Every record has to be written out exactly, with no line missing.

[[ Data records open ]]

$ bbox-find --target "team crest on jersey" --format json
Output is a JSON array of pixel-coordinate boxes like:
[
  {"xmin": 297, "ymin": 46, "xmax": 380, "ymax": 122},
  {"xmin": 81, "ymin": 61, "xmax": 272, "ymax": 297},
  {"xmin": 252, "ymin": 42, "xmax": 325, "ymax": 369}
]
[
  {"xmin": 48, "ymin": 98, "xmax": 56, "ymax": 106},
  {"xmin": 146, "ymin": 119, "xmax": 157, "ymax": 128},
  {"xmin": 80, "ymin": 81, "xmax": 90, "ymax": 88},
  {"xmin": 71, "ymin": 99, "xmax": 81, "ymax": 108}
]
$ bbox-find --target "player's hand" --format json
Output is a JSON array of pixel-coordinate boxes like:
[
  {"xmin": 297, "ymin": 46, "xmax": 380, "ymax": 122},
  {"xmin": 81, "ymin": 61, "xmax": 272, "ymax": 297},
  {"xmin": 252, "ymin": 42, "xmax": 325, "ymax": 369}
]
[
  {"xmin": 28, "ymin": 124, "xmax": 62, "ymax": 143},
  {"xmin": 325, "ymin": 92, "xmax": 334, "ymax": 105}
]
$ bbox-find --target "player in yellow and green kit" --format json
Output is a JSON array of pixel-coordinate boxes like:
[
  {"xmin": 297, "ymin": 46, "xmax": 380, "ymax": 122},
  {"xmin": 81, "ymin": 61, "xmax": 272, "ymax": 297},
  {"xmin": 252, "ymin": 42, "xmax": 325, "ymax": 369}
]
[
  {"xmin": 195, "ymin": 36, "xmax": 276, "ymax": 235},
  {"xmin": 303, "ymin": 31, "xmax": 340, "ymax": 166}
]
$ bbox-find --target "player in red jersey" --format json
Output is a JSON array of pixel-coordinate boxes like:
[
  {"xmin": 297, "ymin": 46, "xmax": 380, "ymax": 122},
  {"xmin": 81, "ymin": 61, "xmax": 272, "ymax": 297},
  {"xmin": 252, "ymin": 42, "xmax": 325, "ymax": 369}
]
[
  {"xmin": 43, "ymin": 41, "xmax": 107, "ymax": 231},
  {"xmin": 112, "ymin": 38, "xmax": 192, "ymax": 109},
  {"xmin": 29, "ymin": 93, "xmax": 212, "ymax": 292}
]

[[ Data records closed ]]

**Output of the task**
$ bbox-find --target "team crest on jersey" --format json
Output is a JSON array of pixel-coordinate boxes like:
[
  {"xmin": 297, "ymin": 46, "xmax": 380, "ymax": 122},
  {"xmin": 81, "ymin": 61, "xmax": 272, "ymax": 297},
  {"xmin": 252, "ymin": 42, "xmax": 325, "ymax": 369}
]
[
  {"xmin": 48, "ymin": 98, "xmax": 56, "ymax": 106},
  {"xmin": 146, "ymin": 119, "xmax": 157, "ymax": 128},
  {"xmin": 80, "ymin": 81, "xmax": 90, "ymax": 88},
  {"xmin": 71, "ymin": 99, "xmax": 81, "ymax": 108}
]
$ bbox-find --target "player's hand" --format json
Output is a JSON array of pixel-coordinate boxes like:
[
  {"xmin": 297, "ymin": 46, "xmax": 380, "ymax": 122},
  {"xmin": 81, "ymin": 61, "xmax": 272, "ymax": 297},
  {"xmin": 252, "ymin": 42, "xmax": 325, "ymax": 369}
]
[
  {"xmin": 28, "ymin": 124, "xmax": 62, "ymax": 143},
  {"xmin": 325, "ymin": 92, "xmax": 334, "ymax": 105}
]
$ bbox-find --target "player in yellow and green kit" --format json
Output is a JSON array of pixel-coordinate boxes like:
[
  {"xmin": 297, "ymin": 46, "xmax": 380, "ymax": 122},
  {"xmin": 81, "ymin": 61, "xmax": 272, "ymax": 297},
  {"xmin": 252, "ymin": 42, "xmax": 325, "ymax": 369}
]
[
  {"xmin": 195, "ymin": 36, "xmax": 276, "ymax": 235},
  {"xmin": 303, "ymin": 31, "xmax": 340, "ymax": 166}
]
$ bbox-find --target "player in red jersey" --format json
Output is a JSON array of pixel-coordinate boxes like:
[
  {"xmin": 297, "ymin": 46, "xmax": 380, "ymax": 122},
  {"xmin": 81, "ymin": 61, "xmax": 272, "ymax": 297},
  {"xmin": 252, "ymin": 42, "xmax": 325, "ymax": 369}
]
[
  {"xmin": 43, "ymin": 41, "xmax": 107, "ymax": 231},
  {"xmin": 112, "ymin": 38, "xmax": 192, "ymax": 109},
  {"xmin": 29, "ymin": 93, "xmax": 212, "ymax": 292}
]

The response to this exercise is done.